**TAREFA INDICADA:**
Converta em lista o parágrafo do texto sobre o 25 de Abril iniciado por «Contribuindo determinantemente», preservando os factos principais.

### SELEÇÃO

Quando, a 25 de Abril de
1974, um grupo de jovens capitães levou a cabo um golpe de Estado que, em menos
de 24 horas, derrubou a ditadura que dominava Portugal há mais quatro décadas,
o rumo da história nacional mudou decisivamente.
As suas vidas, assim como as
de milhares de portugueses, estavam prestes a alterar-se radicalmente. Em
breve, o golpe deu lugar a uma Revolução que, durante quase dois anos, agitou o
país, abrindo um amplo leque de possibilidades quanto ao caminho a seguir.
Guerra colonial
Existe um amplo consenso
quanto ao facto de o detonador do 25 de Abril ter sido a guerra colonial,
iniciada em Angola, em 1961, e que rapidamente se estendeu a novas frentes
(Guiné, 1963; Moçambique, 1964), sem solução militar à vista.
Contribuindo
determinantemente para a radicalização das oposições e da contestação social ao
Estado Novo, a guerra teve um efeito mortal sobre as Forças Armadas, um dos
pilares centrais do regime. Foi em resposta a nova legislação que visava suprir
a falta de oficiais na frente de combate em África que, em setembro de 1973, se
constitui o Movimento dos Capitães/Movimento das Forças Armadas.

######
### DADOS DE ORIGEM

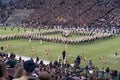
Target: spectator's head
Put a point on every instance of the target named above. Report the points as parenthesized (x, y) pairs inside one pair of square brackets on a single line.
[(29, 66), (2, 70), (18, 72), (44, 76)]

######

**RESULTADO:**
- A guerra contribuiu de forma determinante para a radicalização das oposições e da contestação social ao Estado Novo.
- Teve um efeito mortal sobre as Forças Armadas, um dos pilares centrais do regime.
- Em setembro de 1973 constituiu-se o Movimento dos Capitães/Movimento das Forças Armadas.
- O movimento formou-se em resposta a nova legislação destinada a suprir a falta de oficiais na frente de combate em África.